Nintendo Switchソフト「ライザのアトリエ2 ~失われた伝承と秘密の妖精~」をエンディングまでプレイしてみての評価と感想です。
評価はより客観的に、感想はより主体的に。
まずは評価から。
ジャンルはRPGです。
注意事項として先に書いておきたいのは、前作「ライザのアトリエ ~常闇の女王と秘密の隠れ家~」はプレイしておいた方が良いということ。
前作にも登場したキャラたちの関係性などはすぐにわかるので未プレイでも問題ありません。
が、前作のシナリオ内容や世界設定に関して今作で何度も触れられていたので、この辺りは前作未プレイだとハテナとなるでしょう。
(ぼくは前作プレイ済みです。)
シナリオ内容は、個別のシーンでは良いところもありますが、全体的には盛り上がりにかけラストもさらっと終わってしまった印象です。
作品のサブタイトルにもある、失われた伝承を探る形で遺跡調査を進めて行く。
初っ端の時点でも一部は解明されているのですが、まず初めにここが大問題。
その一部を見ただけでも、そこから終盤どういう展開になるのかが普通に予測できてしまいました;;
単語や表現のチョイスが悪い。それか、この「わかってしまう」部分が解明されるのを中盤以降くらいにすべきだったと思います。
そこからしばらくは、大した事態も起きずただだらだらと遺跡調査を進めて行くだけ。
今作はそこそこのボリュームがあるのですが、全体の半分を超えてもまだそんなことを続けていました。
そして前触れもなく突然に事態発生。
終盤は、まあこうなるだろうなと考えていた通りで新鮮さはなく、良い意味でプレイヤーの予想を裏切るようなこともありません。
ラストシーンは印象的で、良いラストだったと感じる方も多そうです。
ただ個人的には、そこで感情に強く働きかけるだけの前準備が、やや足りていないように感じます。

____________

▶ 取り組む作業
1/ ゲーム評について、次の問いに答えてください。
(a) この作品のジャンルは何ですか。
(b) 前作を遊んでいないと分かりにくくなるのは、前作のどんな点に今作で何度も触れているからですか。
(c) 遺跡調査は、全体のどれくらいを超えても続いていたと書かれていますか。
2/ ゲーム評の続きを、最後の文の後から書き進めてください。

▶ 元データ

____________

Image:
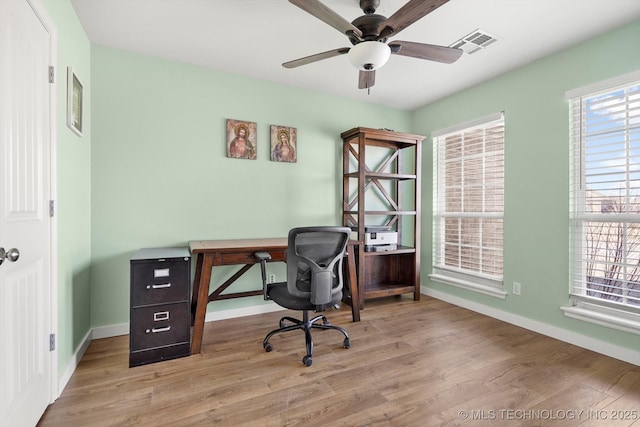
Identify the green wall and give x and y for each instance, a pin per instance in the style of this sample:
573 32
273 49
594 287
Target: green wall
73 204
160 175
151 170
536 228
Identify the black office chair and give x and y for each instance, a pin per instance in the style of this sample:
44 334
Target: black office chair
314 281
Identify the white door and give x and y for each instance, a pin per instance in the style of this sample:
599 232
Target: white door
25 225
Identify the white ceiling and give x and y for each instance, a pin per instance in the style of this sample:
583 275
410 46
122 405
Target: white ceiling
254 37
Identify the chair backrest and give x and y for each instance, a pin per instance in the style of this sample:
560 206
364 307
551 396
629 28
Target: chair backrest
314 263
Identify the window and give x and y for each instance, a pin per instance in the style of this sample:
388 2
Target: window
469 205
605 199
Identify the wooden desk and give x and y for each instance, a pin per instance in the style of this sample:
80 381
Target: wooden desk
212 253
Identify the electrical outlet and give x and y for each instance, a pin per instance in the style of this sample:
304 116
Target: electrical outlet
516 288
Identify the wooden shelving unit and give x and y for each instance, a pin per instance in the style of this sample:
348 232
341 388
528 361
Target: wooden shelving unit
381 187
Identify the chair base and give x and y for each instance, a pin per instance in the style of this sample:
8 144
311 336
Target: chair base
306 325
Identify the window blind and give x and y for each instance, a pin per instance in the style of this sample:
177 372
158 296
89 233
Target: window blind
469 201
605 195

____________

▶ 作業の答え
1/
(a) RPGです。
(b) 前作のシナリオ内容や世界設定に、今作で何度も触れているからです。
(c) 全体の半分を超えても続いていたと書かれています。

2/
例えばライザや仲間たちがどれほどの思いを寄せていたのか、それを描写しているシーンをもう少し事前に見れていれば、言うことなしのラストになったんじゃないかなと。
メインのシナリオ内容に関してはこんなところ。
ラストの良さを除けば無難で面白みに欠けるお話でした。
代わりに、各キャラごとのサブストーリーがとてもよく出来ていて面白かったです。
仲間たちや、街中で出会う新キャラなど、優に10人を超えるキャラたちにサブストーリーが存在する。
それぞれのキャラを設定や背景も含めてうまく掘り下げており、どのキャラのお話も丁寧に描かれています。
遺跡調査では、遺跡の欠片というものを集めて回ることになります。
これがなかなかに面倒でした。
まず、遺跡の欠片を集められる状態にするため、羅針盤をその遺跡に慣らす、という手順が先に必要です。
特定の敵討伐や素材採取、宝箱の中身回収などの計5つの条件を達成する必要があるのですが、その条件内容も具体的に書かれているわけではない。
そしてすべての条件を達成するまでに、大抵1つ以上のエリアを最奥まで探索し終えています。
そこから各エリアに十数個散りばめられている欠片集め。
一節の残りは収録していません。